Work to complete: Determine the number of lines in the data that include the word "uniform", and write only that number.

Information provided:
"""

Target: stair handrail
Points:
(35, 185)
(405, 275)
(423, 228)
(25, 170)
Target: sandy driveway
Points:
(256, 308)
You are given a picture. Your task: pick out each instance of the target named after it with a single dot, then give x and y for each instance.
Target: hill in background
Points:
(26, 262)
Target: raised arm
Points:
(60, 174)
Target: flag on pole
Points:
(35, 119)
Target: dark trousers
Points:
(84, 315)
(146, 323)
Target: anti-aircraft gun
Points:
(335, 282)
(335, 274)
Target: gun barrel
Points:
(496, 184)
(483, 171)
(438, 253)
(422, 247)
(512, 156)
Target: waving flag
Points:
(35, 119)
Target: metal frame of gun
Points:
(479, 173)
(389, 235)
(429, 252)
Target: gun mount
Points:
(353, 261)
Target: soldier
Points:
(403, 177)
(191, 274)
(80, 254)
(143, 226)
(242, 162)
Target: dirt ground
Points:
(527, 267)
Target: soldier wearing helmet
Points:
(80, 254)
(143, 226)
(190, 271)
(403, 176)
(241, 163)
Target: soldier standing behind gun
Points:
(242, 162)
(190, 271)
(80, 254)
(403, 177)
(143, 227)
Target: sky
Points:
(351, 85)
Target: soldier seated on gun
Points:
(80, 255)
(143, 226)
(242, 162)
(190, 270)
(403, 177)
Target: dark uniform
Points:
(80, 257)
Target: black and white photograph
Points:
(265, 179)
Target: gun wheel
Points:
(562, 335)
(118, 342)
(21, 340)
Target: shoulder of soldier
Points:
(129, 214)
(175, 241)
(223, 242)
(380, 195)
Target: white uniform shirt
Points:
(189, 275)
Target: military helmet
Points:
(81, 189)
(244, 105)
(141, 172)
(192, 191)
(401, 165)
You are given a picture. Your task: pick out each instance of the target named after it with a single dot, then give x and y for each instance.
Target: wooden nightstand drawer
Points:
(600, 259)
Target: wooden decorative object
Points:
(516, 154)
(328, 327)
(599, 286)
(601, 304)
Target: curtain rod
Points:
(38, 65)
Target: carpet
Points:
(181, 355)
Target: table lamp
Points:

"""

The answer: 2